## Selected passage
-=-=-
Putting Land Cover categories at the center of our world view, how might we radically alter the design of our governance structure? The LCS project proposes a new logic for creating administrative boundaries within the continental United States based on local proportions of land cover types.
At the scale of the individual, our daily patterns and ways of life are intrinsically tied to the relative proportions of land cover types that make up the region in which we live. For some regions, this proportion is dominated by urban land covers that are adjacent to coastal or water land covers. For others, the proportion is largely agricultural, with a few smaller settlement covers types, along with bushland, grassland, and forest. And for still others, there is an even more diverse mix. Viewed through the lens of land cover, one might say that an area receives its identity from its proportion of land cover types. Furthermore, regions that are removed from each other in distance might have similar land cover profiles, and therefore may exhibit an important similarity. This is not to say that the specificity of any place can be reduced to these proportions but a certain commonality, and empathy, might arise among communities whose daily patterns include similar types of landscapes or urban densities. This is equally true at the scale of governance and management: regions with similar proportions of land cover types encounter similar problems and could benefit from collective brainstorming by numerous ‘proportional colleagues’ across the country.
-=-=-
## Input data

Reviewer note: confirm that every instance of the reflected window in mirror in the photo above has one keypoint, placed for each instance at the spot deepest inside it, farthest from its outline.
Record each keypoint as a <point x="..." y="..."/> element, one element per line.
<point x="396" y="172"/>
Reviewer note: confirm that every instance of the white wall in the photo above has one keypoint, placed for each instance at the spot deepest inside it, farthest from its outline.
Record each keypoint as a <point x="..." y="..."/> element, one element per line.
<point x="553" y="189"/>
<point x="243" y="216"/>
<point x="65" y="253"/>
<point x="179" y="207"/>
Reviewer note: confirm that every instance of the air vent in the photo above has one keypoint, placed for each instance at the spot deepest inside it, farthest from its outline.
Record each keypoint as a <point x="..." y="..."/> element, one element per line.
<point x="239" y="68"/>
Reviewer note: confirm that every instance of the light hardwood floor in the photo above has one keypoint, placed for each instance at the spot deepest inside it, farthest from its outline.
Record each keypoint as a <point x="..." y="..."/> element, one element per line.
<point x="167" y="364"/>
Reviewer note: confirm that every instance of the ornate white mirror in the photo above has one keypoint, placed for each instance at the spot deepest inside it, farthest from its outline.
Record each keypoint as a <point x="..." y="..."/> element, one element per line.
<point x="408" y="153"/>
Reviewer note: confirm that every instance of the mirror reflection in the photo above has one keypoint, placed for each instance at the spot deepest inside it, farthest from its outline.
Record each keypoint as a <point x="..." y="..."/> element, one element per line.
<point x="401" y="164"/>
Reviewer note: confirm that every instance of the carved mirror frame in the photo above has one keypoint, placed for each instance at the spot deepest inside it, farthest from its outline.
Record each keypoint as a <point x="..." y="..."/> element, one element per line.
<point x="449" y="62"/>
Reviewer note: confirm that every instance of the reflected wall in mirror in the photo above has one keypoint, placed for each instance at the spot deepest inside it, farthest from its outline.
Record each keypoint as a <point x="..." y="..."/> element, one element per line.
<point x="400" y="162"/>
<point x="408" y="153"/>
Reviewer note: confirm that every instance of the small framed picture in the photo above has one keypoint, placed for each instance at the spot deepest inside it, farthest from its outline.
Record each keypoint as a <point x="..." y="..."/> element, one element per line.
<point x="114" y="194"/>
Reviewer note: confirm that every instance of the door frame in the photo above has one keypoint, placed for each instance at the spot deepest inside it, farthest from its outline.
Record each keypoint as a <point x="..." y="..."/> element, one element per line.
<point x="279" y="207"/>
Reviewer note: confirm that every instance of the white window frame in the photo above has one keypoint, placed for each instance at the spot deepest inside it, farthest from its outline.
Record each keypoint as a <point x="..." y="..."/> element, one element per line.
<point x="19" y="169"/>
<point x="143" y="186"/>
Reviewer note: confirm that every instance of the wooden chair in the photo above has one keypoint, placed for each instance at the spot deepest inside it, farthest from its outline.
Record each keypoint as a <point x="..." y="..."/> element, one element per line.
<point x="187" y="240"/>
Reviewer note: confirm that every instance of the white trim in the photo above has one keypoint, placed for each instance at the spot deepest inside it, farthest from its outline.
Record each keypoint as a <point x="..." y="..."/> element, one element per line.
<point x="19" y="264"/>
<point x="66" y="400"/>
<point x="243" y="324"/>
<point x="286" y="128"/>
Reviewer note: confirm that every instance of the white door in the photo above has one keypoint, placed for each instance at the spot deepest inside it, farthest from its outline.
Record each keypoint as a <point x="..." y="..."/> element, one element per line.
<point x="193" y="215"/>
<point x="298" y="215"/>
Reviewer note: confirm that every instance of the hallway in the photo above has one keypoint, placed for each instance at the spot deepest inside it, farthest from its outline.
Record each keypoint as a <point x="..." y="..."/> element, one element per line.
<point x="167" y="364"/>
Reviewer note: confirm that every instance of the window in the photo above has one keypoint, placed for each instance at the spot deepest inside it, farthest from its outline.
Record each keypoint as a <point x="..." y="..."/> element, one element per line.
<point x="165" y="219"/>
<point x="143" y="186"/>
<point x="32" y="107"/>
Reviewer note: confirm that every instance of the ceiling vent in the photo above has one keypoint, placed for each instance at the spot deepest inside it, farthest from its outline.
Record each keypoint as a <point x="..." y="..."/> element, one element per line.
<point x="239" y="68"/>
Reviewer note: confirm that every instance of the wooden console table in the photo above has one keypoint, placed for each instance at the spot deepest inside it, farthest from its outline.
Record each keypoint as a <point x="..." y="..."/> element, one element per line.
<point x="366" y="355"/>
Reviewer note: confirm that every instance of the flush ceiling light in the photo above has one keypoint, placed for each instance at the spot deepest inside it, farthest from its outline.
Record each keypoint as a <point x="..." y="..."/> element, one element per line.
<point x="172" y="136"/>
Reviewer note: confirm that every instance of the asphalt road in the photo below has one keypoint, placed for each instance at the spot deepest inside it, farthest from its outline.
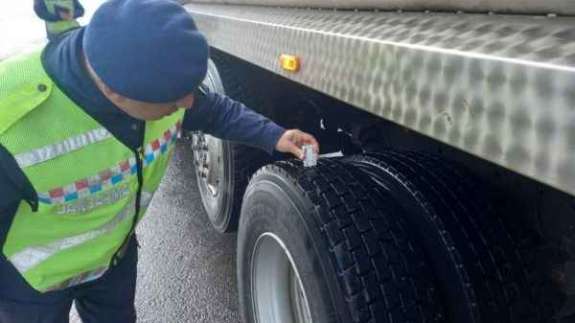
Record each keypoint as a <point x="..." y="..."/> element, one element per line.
<point x="186" y="270"/>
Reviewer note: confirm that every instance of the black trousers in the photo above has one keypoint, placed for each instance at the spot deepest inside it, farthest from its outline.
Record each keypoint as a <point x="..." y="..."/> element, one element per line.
<point x="109" y="299"/>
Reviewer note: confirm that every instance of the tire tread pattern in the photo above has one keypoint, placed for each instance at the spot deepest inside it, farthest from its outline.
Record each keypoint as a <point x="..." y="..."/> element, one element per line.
<point x="484" y="253"/>
<point x="381" y="272"/>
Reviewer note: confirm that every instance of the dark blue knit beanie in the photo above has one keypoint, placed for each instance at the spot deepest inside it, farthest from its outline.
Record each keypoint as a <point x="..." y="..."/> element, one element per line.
<point x="147" y="50"/>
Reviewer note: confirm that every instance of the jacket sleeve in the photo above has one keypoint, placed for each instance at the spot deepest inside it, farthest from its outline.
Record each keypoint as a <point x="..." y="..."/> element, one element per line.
<point x="222" y="117"/>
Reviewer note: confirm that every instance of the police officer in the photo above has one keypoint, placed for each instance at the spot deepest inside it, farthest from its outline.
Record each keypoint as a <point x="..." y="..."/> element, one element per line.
<point x="87" y="129"/>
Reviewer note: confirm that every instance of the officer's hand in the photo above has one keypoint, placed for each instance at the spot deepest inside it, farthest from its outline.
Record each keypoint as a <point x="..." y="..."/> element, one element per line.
<point x="292" y="140"/>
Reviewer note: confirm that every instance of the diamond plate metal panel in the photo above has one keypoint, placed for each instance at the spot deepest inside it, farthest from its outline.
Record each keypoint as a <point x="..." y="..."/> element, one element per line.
<point x="499" y="87"/>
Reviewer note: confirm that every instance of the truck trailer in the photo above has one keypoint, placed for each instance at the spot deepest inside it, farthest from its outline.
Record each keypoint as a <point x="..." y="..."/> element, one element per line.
<point x="445" y="189"/>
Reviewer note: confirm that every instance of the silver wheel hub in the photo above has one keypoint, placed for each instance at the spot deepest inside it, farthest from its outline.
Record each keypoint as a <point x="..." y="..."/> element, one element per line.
<point x="278" y="295"/>
<point x="208" y="153"/>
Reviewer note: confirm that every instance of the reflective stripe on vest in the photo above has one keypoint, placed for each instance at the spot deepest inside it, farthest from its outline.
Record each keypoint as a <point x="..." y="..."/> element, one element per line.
<point x="34" y="255"/>
<point x="48" y="152"/>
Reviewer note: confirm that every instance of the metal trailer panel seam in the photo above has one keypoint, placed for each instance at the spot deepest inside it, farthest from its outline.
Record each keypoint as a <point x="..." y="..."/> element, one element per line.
<point x="561" y="7"/>
<point x="499" y="87"/>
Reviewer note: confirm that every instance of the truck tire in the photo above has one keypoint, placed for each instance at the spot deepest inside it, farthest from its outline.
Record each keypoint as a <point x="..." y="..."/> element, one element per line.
<point x="324" y="244"/>
<point x="474" y="258"/>
<point x="223" y="168"/>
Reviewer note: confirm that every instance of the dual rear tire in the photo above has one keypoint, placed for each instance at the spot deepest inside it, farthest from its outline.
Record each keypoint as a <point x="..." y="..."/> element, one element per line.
<point x="391" y="237"/>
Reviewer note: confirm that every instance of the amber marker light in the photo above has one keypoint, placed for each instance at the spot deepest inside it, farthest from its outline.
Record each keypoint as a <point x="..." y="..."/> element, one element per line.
<point x="290" y="63"/>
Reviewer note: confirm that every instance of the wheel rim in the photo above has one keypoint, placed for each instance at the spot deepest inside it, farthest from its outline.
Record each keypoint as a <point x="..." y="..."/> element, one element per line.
<point x="208" y="159"/>
<point x="278" y="295"/>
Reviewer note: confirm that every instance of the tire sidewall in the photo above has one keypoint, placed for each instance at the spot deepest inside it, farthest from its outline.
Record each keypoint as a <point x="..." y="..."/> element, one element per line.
<point x="270" y="205"/>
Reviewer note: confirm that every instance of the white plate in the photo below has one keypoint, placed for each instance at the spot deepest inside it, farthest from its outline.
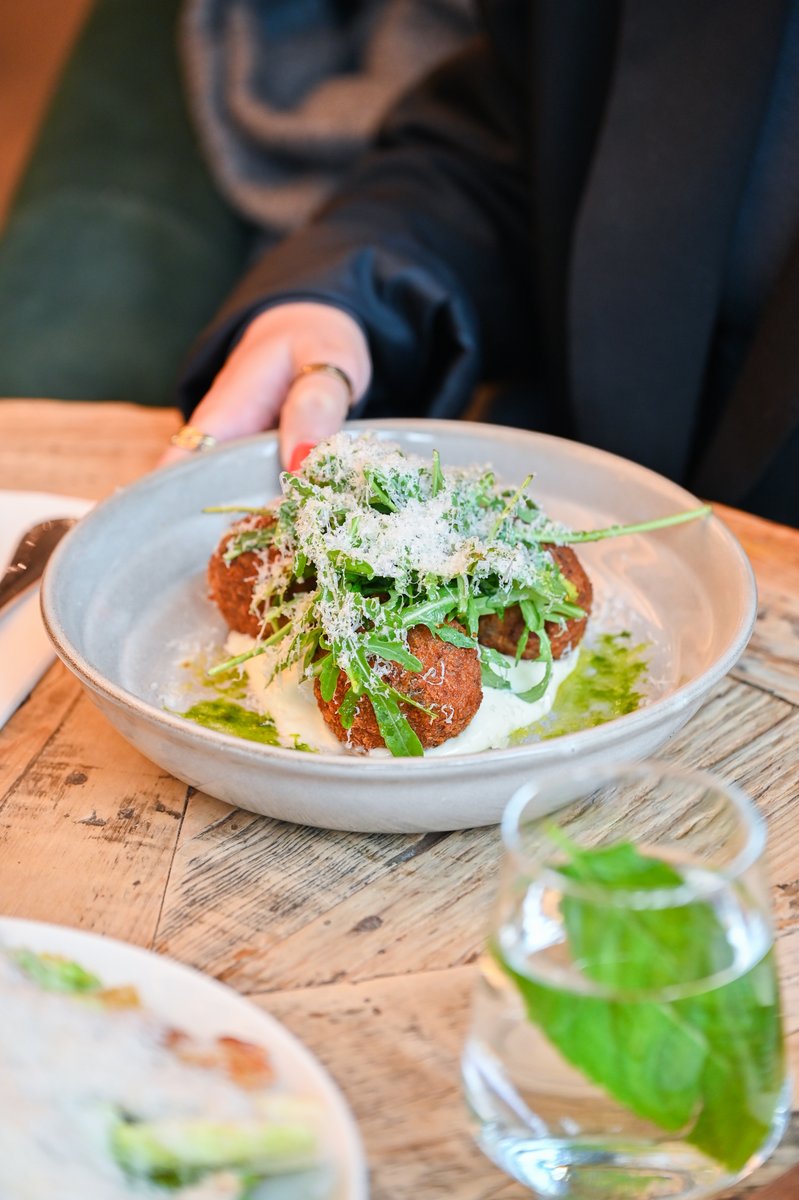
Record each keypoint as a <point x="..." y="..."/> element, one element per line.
<point x="125" y="601"/>
<point x="205" y="1008"/>
<point x="25" y="649"/>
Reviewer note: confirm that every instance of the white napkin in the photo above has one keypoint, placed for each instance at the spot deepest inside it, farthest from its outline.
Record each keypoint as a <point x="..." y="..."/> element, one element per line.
<point x="25" y="649"/>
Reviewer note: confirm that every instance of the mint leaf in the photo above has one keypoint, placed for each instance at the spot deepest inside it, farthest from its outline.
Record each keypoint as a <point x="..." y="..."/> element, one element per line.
<point x="708" y="1066"/>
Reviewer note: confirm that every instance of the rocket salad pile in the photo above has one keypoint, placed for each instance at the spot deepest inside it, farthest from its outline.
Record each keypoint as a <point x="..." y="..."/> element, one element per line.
<point x="368" y="544"/>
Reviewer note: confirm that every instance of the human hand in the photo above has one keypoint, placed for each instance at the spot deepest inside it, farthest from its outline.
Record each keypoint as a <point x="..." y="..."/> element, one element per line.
<point x="262" y="385"/>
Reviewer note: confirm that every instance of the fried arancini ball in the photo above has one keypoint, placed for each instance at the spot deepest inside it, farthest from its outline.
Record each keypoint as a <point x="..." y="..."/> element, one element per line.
<point x="449" y="684"/>
<point x="232" y="583"/>
<point x="503" y="634"/>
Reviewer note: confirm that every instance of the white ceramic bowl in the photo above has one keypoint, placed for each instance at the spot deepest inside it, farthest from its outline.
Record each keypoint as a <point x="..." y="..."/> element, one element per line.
<point x="125" y="603"/>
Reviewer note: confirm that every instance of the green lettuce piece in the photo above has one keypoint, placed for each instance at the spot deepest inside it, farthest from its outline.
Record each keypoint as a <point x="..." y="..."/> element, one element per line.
<point x="173" y="1152"/>
<point x="55" y="973"/>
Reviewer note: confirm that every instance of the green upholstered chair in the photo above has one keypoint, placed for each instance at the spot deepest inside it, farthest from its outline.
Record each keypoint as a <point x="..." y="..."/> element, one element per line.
<point x="118" y="247"/>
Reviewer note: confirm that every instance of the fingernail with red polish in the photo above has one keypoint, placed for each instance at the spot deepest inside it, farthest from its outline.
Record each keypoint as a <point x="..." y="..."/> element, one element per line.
<point x="300" y="453"/>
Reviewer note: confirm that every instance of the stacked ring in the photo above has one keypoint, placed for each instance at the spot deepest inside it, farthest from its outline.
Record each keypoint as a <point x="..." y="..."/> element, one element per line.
<point x="190" y="438"/>
<point x="331" y="370"/>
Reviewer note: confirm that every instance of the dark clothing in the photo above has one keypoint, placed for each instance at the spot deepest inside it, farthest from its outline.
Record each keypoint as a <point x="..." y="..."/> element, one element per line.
<point x="599" y="205"/>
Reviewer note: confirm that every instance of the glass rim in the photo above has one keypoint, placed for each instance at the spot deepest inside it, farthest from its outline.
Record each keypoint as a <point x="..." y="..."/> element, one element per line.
<point x="601" y="775"/>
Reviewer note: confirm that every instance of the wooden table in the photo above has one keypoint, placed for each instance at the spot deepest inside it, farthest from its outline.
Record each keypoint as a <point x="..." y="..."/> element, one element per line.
<point x="361" y="945"/>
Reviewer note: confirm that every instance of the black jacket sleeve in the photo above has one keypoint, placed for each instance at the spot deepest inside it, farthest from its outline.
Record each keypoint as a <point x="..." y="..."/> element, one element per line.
<point x="427" y="245"/>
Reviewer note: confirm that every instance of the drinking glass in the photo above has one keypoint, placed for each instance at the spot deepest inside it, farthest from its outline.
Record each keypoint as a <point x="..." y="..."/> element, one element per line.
<point x="626" y="1039"/>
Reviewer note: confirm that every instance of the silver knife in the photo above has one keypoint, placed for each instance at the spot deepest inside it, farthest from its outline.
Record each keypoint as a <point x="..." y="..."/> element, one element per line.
<point x="30" y="557"/>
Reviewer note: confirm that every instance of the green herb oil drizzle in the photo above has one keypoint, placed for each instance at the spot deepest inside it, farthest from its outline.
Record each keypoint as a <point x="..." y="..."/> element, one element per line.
<point x="226" y="717"/>
<point x="605" y="684"/>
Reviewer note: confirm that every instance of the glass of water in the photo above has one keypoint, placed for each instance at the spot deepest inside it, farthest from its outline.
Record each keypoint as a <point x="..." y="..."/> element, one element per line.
<point x="626" y="1041"/>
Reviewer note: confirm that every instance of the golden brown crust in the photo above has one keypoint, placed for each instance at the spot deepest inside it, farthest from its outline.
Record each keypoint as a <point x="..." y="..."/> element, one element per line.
<point x="230" y="585"/>
<point x="503" y="634"/>
<point x="449" y="683"/>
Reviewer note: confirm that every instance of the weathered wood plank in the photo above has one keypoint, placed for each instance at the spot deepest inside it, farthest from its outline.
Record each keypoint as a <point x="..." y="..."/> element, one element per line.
<point x="394" y="1047"/>
<point x="79" y="449"/>
<point x="34" y="724"/>
<point x="88" y="833"/>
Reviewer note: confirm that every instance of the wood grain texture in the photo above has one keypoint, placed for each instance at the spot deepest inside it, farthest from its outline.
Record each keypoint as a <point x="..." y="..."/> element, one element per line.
<point x="79" y="449"/>
<point x="361" y="945"/>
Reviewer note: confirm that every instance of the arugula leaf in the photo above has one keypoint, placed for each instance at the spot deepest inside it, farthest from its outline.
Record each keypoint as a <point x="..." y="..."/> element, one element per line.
<point x="394" y="727"/>
<point x="394" y="652"/>
<point x="709" y="1065"/>
<point x="328" y="677"/>
<point x="454" y="636"/>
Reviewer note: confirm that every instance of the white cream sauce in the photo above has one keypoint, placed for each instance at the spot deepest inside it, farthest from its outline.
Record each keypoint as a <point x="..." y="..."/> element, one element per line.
<point x="289" y="701"/>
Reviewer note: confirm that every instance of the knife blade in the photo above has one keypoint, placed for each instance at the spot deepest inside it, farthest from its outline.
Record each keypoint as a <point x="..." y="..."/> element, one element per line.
<point x="30" y="557"/>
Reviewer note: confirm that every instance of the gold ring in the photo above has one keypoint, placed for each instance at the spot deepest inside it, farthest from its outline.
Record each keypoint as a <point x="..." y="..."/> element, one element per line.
<point x="188" y="438"/>
<point x="328" y="369"/>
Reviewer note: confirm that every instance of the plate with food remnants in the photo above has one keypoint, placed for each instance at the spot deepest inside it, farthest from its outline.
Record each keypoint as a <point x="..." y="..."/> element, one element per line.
<point x="404" y="630"/>
<point x="127" y="1074"/>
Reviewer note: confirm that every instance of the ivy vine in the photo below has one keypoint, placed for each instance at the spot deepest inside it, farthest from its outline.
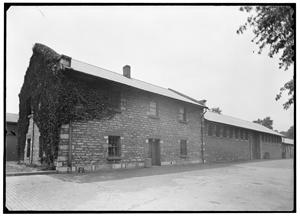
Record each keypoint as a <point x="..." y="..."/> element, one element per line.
<point x="55" y="97"/>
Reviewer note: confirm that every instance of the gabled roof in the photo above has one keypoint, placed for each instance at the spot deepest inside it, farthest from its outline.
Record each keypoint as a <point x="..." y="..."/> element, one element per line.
<point x="116" y="77"/>
<point x="288" y="141"/>
<point x="11" y="117"/>
<point x="225" y="119"/>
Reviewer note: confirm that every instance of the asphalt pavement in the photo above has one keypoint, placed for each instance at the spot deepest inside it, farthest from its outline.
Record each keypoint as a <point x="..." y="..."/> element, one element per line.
<point x="251" y="186"/>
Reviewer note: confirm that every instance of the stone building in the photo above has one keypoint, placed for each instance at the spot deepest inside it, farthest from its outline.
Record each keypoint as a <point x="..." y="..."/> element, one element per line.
<point x="229" y="139"/>
<point x="151" y="123"/>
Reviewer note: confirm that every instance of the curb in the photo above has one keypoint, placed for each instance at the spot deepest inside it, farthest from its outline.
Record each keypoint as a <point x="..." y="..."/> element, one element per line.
<point x="30" y="173"/>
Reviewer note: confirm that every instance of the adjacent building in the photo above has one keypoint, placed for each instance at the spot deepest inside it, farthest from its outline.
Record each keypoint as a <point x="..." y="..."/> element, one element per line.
<point x="228" y="139"/>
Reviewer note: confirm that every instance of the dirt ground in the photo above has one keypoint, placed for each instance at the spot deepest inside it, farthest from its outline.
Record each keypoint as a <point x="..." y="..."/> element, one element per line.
<point x="252" y="186"/>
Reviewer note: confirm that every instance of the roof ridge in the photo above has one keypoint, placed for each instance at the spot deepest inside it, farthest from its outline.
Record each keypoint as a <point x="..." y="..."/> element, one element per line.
<point x="121" y="74"/>
<point x="245" y="120"/>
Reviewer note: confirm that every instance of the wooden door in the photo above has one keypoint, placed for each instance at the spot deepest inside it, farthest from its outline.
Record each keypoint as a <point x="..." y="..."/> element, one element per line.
-=-=-
## Apply what you read
(1) According to the land cover passage, what does the LCS project propose?
(2) List every land cover type that the land cover passage names.
(3) Write out the land cover passage from "Putting Land Cover" up to and including "proportions of land cover types.".

## Responses by task
(1) A new logic for creating administrative boundaries within the continental United States based on local proportions of land cover types.

(2) urban, coastal, water, agricultural, settlement, bushland, grassland, forest

(3)
Putting Land Cover categories at the center of our world view, how might we radically alter the design of our governance structure? The LCS project proposes a new logic for creating administrative boundaries within the continental United States based on local proportions of land cover types.